> [TASK INSTRUCTIONS]
(a) Write out the passage from the biography of Fan Changlong from "Fan Changlong (;" up to and including "Central Military Commission.".
(b) According to the biography of Fan Changlong, in what city was he born?
(c) Carry on the biography of Fan Changlong from the point where it stops.

> [SOURCE PASSAGE]
Fan Changlong (; born May 1947) is a retired general in the People's Liberation Army (PLA) of the People's Republic of China. He was a Vice Chairman of the Central Military Commission, and formerly served as commander of the Jinan Military Region.

Biography 
Fan was born in Dandong, Liaoning. He joined the PLA and the Chinese Communist Party in 1969. He became a major general in 1995, a lieutenant general in 2002, and general on July 15, 2008.  Fan has been an alternate member of the 16th Central Committee of the Chinese Communist Party, and a full member of the 17th Central Committee. In 2012, ahead of the 18th Party Congress, he was appointed Vice Chairman of the Central Military Commission.

> [SOURCE DATA]

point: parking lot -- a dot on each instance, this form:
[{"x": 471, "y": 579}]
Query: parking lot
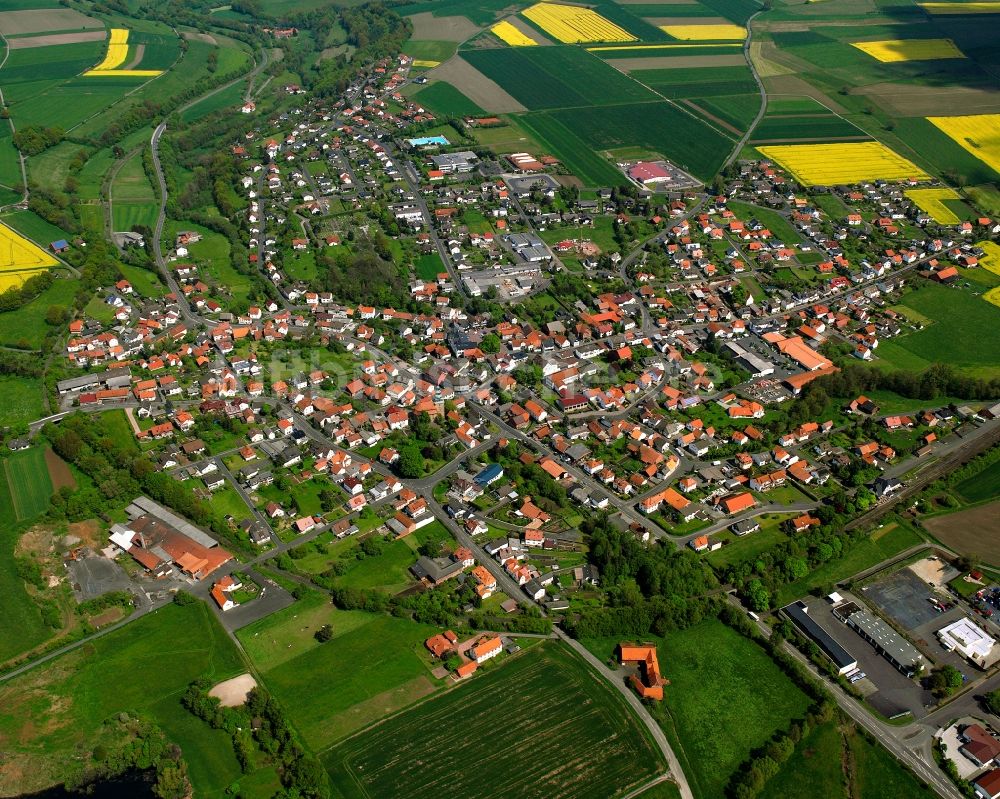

> [OUTPUTS]
(a)
Fan Changlong (; born May 1947) is a retired general in the People's Liberation Army (PLA) of the People's Republic of China. He was a Vice Chairman of the Central Military Commission, and formerly served as commander of the Jinan Military Region.

Biography 
Fan was born in Dandong, Liaoning. He joined the PLA and the Chinese Communist Party in 1969. He became a major general in 1995, a lieutenant general in 2002, and general on July 15, 2008.  Fan has been an alternate member of the 16th Central Committee of the Chinese Communist Party, and a full member of the 17th Central Committee. In 2012, ahead of the 18th Party Congress, he was appointed Vice Chairman of the Central Military Commission.

(b) Dandong, Liaoning

(c)
In mid-April 2016, he paid a visit to the disputed Spratly Islands in the South China Sea, according to the country’s Ministry of National Defense, which reported the visit on Friday 15 April 2016. Gen. Fan Changlong was said to have been the highest-ranking People’s Liberation Army officer ever to visit the Spratly Islands. General Fan led a delegation to the “relevant Nansha Islands to offer good wishes to officers and personnel stationed there, and also to understand the construction of facilities on the islands,” said a brief statement from the Ministry of National Defense. His tour appeared intended to show China’s determination to ward off any challenges to its claims over the islands, which are also the subject of claims by the Philippines, Malaysia, Vietnam, Brunei and Taiwan.

Fan Changlong retired from Politburo after the 19th Party Congress in October 2017 and from Central Military Committee in March 2018.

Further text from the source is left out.